Must-Read: Martin Wolf: Donald Trump Will Not Bring US Jobs Back

Must-Read: A truly amazing number of people right now are doing a great deal to submerge the distinction between:

  • The effects of “trade deals” on the U.S. manufacturing sector (on net, next to zero)
  • The effects of our macroeconomic and industrial–or, rather, financialization–polices on the U.S. manufacturing sector (highly destructive, most particularly in the administrations of Reagan and Bush 43)

To submerge this distinction is to allow–encourage–your readers to imagine Trump’s forthcoming abrogation of NAFTA will provide a significant boost to American manufacturing. That is false. And as Barry Eichengreen and Larry Summers pointed out in the FT last week, Trump’s policies–what we know of them–if there are “policies” rather than simply attitude–are highly likely to further weaken American manufacturing employment.

So why would people who ought to know otherwise submerge this–important–distinction?

It’s possible–and in fact correct–to think that (a) our macro-industrial policies have been disastrous for manufacturing, and (b) NAFTA didn’t materially accelerated mfg employment decline and NAFTA abrogation will not repair it. So many working so hard to keep their readers from seeing that is really dismaying. And why? Because they hope to steal Trump’s nativism and use it to energize their own preferred policy proposals? Or is there some other reason?

*****

Problem set.
A – Write out the part of the post on trade deals and U.S. manufacturing that begins at the words "So why would" and stops after the words "some other reason?".
B – List every person named in the post on trade deals and U.S. manufacturing, giving each one once.
C – Carry on the post on trade deals and U.S. manufacturing from the point where it stops.

(Coordinate annotation records)
*****

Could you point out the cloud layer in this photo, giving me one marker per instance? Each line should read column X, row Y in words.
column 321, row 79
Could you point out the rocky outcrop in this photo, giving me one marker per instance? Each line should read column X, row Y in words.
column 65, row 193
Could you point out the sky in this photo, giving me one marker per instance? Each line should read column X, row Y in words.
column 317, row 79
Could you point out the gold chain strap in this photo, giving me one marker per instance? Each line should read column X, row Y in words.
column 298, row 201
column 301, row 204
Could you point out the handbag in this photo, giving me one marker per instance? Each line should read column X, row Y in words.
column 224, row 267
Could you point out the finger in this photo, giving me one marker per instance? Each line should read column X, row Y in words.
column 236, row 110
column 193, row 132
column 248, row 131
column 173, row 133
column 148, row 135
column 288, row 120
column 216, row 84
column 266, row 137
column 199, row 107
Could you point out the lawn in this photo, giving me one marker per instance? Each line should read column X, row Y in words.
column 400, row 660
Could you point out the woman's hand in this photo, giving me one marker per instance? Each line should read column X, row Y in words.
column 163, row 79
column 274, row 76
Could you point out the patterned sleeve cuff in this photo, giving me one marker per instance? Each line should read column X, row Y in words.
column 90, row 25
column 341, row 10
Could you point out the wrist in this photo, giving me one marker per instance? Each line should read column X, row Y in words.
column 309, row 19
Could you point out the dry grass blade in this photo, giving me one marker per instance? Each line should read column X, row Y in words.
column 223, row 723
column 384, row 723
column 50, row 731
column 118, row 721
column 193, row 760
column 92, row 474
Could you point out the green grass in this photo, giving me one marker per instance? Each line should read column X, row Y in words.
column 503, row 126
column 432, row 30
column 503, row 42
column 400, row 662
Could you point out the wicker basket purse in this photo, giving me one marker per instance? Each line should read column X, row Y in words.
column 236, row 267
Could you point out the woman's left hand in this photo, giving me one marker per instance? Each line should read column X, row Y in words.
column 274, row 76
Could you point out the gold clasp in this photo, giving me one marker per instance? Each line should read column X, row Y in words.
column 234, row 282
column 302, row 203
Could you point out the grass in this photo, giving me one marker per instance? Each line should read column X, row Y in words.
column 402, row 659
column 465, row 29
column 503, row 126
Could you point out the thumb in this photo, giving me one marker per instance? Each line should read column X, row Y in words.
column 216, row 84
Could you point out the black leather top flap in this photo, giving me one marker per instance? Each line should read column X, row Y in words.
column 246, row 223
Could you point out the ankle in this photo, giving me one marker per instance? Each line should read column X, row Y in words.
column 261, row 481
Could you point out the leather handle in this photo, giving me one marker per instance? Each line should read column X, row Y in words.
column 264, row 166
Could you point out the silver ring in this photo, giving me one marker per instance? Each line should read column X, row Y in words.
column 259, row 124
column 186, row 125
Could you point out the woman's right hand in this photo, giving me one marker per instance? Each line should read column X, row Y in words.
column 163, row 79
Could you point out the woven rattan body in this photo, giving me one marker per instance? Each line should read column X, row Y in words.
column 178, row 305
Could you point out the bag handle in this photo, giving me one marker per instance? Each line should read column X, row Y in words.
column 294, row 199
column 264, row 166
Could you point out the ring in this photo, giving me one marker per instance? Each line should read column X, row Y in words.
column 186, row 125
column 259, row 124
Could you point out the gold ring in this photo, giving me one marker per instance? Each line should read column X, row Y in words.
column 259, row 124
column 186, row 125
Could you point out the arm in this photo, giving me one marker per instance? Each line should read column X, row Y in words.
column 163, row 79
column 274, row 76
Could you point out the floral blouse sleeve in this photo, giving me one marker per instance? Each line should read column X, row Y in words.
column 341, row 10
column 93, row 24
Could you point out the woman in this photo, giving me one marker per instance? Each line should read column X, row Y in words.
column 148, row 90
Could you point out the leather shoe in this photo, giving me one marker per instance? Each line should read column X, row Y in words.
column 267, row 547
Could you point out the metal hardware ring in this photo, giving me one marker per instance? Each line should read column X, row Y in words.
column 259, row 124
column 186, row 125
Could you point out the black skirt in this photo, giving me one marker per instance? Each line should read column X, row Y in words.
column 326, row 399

*****

Outputs for the tasks.
A –
So why would people who ought to know otherwise submerge this–important–distinction?

It’s possible–and in fact correct–to think that (a) our macro-industrial policies have been disastrous for manufacturing, and (b) NAFTA didn’t materially accelerated mfg employment decline and NAFTA abrogation will not repair it. So many working so hard to keep their readers from seeing that is really dismaying. And why? Because they hope to steal Trump’s nativism and use it to energize their own preferred policy proposals? Or is there some other reason?

B – Martin Wolf, Donald Trump, Barry Eichengreen, Larry Summers, Reagan, Bush 43

C –
Martin Wolf: Donald Trump’s tough talk will not bring US jobs back: “Blame foreigners first. This strategy is always the companion of aggrieved nationalism…

…Trump’s ban on immigrants… his protectionism. A kernel of truth… bolsters a lie: my actions are enough to keep you safe and restore the prosperity you once knew…. The main explanation for the long-term decline in the share of manufacturing employment… has been the rise in employment elsewhere. In 1950, employment in manufacturing was 13m, while that in the rest of the economy was 30m. By the end of 2016, it was 12m and 133m…. Yet output of US manufacturing was not stagnant. Between 1950 and 2016, output rose 640 per cent, while employment fell 7 per cent…. The explanation for the contrast… is rising productivity. Yet no one is proposing to stop this….

The increase in the trade deficit in the early 2000s had a significantly negative effect on employment in manufacturing, but next to none on the long-term decline in the share of overall employment in manufacturing….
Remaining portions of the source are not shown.